» Source extract:
—————

The paper commits a serious logical fallacy. Even if it were factually true that levels of glyphosate are higher in sick and diseased subjects than in healthy people, that does not demonstrate any cause-and-effect relationship. Simply put, there is no way to determine whether glyphosate caused the illness, whether higher glyphosate in urine was caused by the illness, or whether there is no relationship between glyphosate and illness. Of course, since urine volume was not measured and the primary data are not provided in the paper, it is actually illogical to conclude that there is any relationship whatsoever between glyphosate and disease.

 

There are in fact so many flaws in this paper, this review could go on for pages and pages, but let's try to get to the bottom line by looking at the authors’ conclusions:

 

“Glyphosate residue could reach humans and animals through feed and excreted in urine. Presence of glyphosate in urine and its accumulation in animal tissues is alarming even at low concentrations. Unknown impacts of glyphosate on human and animal health warrants further investigations of glyphosate residues in vertebrates and other non-target organisms.”

 

Well, it’s certainly true that if glyphosate is used in agriculture, one might reasonably expect to find trace amounts of glyphosate in food and feed. The question is, are those levels of concern? The answer to that is no, but the authors want you to believe that any chemical is of concern, no matter how little of it is present. In the second sentence of the conclusions, they state that the mere presence of glyphosate is alarming, even when expert medical toxicologists and hundreds of other research papers have concluded that they are of no concern. Moreover, although the authors use the word “accumulation,” glyphosate has not been shown to accumulate in this paper. Glyphosate is very water-soluble, is rapidly excreted in urine and does not accumulate in the body. The authors chose that word because they know we are all concerned about chemicals that accumulate in our bodies. They are trying to scare us. The authors conclude by forecasting “unknown impacts,” but this statement ignores 30-40 years of safety research on glyphosate that demonstrates its low toxicity and relative safety. The conclusions are, however, a perfect scary sound bite for a reporter who doesn’t bother to read the fine print.

—————

» Problem 1:
According to the glyphosate critique, why can't higher glyphosate levels in sick people show that glyphosate caused their illness? Answer in one to three sentences.
» Problem 2:
Do these statements agree with the glyphosate critique? For each, answer yes or no and quote the words that decide it: (a) The paper measured urine volume. (b) Glyphosate is rapidly excreted in urine. (c) The paper showed that glyphosate accumulates.
The lines after the glyphosate critique are not needed here.

» Supplied material:

—————

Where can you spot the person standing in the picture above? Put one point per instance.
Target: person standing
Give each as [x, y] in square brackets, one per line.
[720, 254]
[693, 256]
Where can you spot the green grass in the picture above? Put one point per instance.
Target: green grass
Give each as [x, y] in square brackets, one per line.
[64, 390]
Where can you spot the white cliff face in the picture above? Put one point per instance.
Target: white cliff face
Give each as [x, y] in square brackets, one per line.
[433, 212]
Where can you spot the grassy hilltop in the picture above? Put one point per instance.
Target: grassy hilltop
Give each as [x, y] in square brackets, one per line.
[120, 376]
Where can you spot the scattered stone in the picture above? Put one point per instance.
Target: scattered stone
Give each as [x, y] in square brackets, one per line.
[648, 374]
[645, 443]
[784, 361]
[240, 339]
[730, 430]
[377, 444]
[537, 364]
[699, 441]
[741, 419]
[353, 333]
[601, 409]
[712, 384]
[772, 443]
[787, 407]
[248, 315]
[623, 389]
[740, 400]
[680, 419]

—————

» Result 1:
Such a finding shows no cause-and-effect relationship: there is no way to tell whether glyphosate caused the illness, whether the illness caused the higher glyphosate in urine, or whether the two are unrelated. Because urine volume was not measured and the primary data are not provided, concluding that there is any relationship at all is illogical.

» Result 2:
(a) No: "urine volume was not measured"
(b) Yes: "is rapidly excreted in urine and does not accumulate in the body"
(c) No: "glyphosate has not been shown to accumulate in this paper"